CONSIGNE DE LA TÂCHE — Dans tout le matériel ci-dessous, remplacez « quickstart » par « tutorial », puis recopiez les lignes sans rien modifier d'autre, s'il vous plaît.

(Données d'étiquetage de formes)

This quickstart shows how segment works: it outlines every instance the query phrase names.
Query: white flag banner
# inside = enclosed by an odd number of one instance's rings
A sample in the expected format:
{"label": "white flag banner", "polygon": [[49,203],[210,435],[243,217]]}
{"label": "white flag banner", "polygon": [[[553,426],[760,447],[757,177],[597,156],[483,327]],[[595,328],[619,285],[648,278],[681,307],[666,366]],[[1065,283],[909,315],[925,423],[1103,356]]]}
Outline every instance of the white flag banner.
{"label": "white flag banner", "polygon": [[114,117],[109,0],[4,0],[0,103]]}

RÉPONSE ATTENDUE —
This tutorial shows how segment works: it outlines every instance the query phrase names.
Query: white flag banner
# inside = enclosed by an odd number of one instance's rings
A sample in the expected format:
{"label": "white flag banner", "polygon": [[49,203],[210,435],[243,217]]}
{"label": "white flag banner", "polygon": [[[553,426],[760,447],[757,177],[597,156],[483,327]],[[595,328],[619,285],[648,278],[681,307],[666,366]],[[1065,283],[909,315],[925,423],[1103,356]]]}
Outline every instance of the white flag banner.
{"label": "white flag banner", "polygon": [[114,117],[109,0],[4,0],[0,103]]}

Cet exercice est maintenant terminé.